→ Exercise goal: Present each line of the records below as an item in a numbered list, omitting any blank lines.

→ Raw data:
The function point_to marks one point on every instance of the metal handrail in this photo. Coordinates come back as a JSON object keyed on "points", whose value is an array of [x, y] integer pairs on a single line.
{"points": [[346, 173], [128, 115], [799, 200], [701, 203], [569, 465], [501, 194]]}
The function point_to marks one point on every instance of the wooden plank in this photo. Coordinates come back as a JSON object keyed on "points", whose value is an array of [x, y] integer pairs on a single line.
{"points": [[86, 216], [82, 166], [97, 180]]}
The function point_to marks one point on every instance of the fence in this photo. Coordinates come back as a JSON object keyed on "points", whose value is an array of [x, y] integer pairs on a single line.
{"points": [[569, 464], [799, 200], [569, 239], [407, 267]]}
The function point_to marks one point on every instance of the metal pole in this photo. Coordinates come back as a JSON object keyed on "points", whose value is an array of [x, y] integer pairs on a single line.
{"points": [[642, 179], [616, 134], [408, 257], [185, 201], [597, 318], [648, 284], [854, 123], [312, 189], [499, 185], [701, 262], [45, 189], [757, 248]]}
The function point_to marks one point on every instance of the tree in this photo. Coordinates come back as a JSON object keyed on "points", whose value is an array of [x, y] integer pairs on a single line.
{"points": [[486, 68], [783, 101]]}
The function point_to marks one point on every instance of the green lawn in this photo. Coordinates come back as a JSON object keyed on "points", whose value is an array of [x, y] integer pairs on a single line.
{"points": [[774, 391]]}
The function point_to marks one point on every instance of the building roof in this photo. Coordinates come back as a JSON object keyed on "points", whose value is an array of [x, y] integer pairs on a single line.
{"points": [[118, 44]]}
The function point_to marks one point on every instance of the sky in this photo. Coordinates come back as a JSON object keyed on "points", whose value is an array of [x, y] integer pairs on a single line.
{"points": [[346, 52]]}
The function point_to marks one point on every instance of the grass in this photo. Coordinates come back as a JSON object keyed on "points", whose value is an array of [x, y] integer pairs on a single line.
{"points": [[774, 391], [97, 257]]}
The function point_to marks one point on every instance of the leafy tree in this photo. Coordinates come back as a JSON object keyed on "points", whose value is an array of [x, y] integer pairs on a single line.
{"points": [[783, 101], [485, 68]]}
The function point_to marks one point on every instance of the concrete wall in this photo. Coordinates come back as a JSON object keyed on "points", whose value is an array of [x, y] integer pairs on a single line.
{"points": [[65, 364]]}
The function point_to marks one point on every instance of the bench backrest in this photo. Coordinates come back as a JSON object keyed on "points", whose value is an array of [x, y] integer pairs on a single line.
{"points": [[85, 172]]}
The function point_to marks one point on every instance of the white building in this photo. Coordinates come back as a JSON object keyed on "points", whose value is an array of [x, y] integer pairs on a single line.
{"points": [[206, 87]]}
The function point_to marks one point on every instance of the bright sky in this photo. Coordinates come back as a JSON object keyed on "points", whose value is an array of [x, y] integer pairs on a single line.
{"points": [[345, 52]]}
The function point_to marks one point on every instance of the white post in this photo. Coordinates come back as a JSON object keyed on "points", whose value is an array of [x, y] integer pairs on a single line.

→ Solution to the problem:
1. The function point_to marks one point on every instance of the metal handrail in this photo. Coordinates come back as a JSON object keyed on "points", whose value is an array of [x, y] integer pairs on a single line.
2. {"points": [[346, 173], [128, 115], [799, 200], [701, 203], [569, 465], [501, 194]]}
3. The function point_to marks one point on every instance of the wooden plank in this photo. Coordinates come back as a JSON object keyed on "points", whose value is an array of [x, y] integer pairs on a single line.
4. {"points": [[86, 216], [82, 166], [97, 180]]}
5. The function point_to marks one point on every instance of the fence in this photo. Coordinates come back as a JSON object keyed on "points", whose value is an array of [x, y] integer pairs on a single line.
6. {"points": [[569, 464], [799, 200], [569, 239], [407, 267]]}
7. The function point_to marks one point on every instance of the metal pole in this photo. Coordinates come back as a JSON object keyed on "points", whose value is an array of [x, y] integer pairs on a single line.
8. {"points": [[642, 179], [616, 134], [408, 257], [185, 201], [597, 318], [648, 284], [854, 123], [312, 189], [499, 185], [701, 262], [45, 189], [757, 248]]}
9. The function point_to marks one point on every instance of the tree in this photo. Coordinates come back as a JSON object keyed on "points", whose value is an array of [x, y] integer pairs on a single line.
10. {"points": [[486, 68], [783, 101]]}
11. The function point_to marks one point on every instance of the green lawn in this photo. Coordinates come back as a JSON object keyed on "points", whose value is an array of [x, y] integer pairs on a single line.
12. {"points": [[774, 391]]}
13. The function point_to marks one point on every instance of the building roof in this photo. Coordinates come back as a JSON object keyed on "points", whose value is an array of [x, y] integer pairs on a single line.
14. {"points": [[118, 44]]}
15. The function point_to marks one point on every instance of the sky in this photo. Coordinates come back as a JSON object keyed on "points", whose value is an array of [x, y] integer pairs on a single line.
16. {"points": [[346, 52]]}
17. The function point_to marks one point on every instance of the grass in this photo. Coordinates come back as a JSON object keyed on "points", whose value is an array of [x, y] integer pairs on a single line.
18. {"points": [[774, 391], [97, 257]]}
19. The function point_to marks one point on every instance of the leafy tree in this photo. Coordinates come back as a JSON object keyed on "points", whose value is an array of [x, y] integer pairs on a single line.
20. {"points": [[783, 101], [485, 68]]}
21. The function point_to marks one point on every instance of the concrete wall in this photo. Coordinates come back as a JSON object keyed on "points", whose value is an array of [x, y] integer pairs on a single line.
22. {"points": [[65, 364]]}
23. The function point_to marks one point on every instance of the bench backrest in this photo. Coordinates come back as a JSON object keyed on "points", whose value is an array of [x, y] integer pairs on a single line.
24. {"points": [[85, 172]]}
25. The function point_to marks one point on every instance of the white building in this photo. Coordinates come back as a JSON object keyed on "points", whose value is an array of [x, y] integer pairs on a single line.
26. {"points": [[206, 87]]}
27. The function point_to marks one point on every instance of the bright sky in this photo. Coordinates come back as a JSON object keyed on "points", whose value is an array of [x, y] integer pairs on a single line.
28. {"points": [[345, 52]]}
29. The function point_to marks one point on every instance of the white post in this photo. Coordinates come back as a JSON object keyed on "points", whose value is an array of [x, y] integer pairs on a single line.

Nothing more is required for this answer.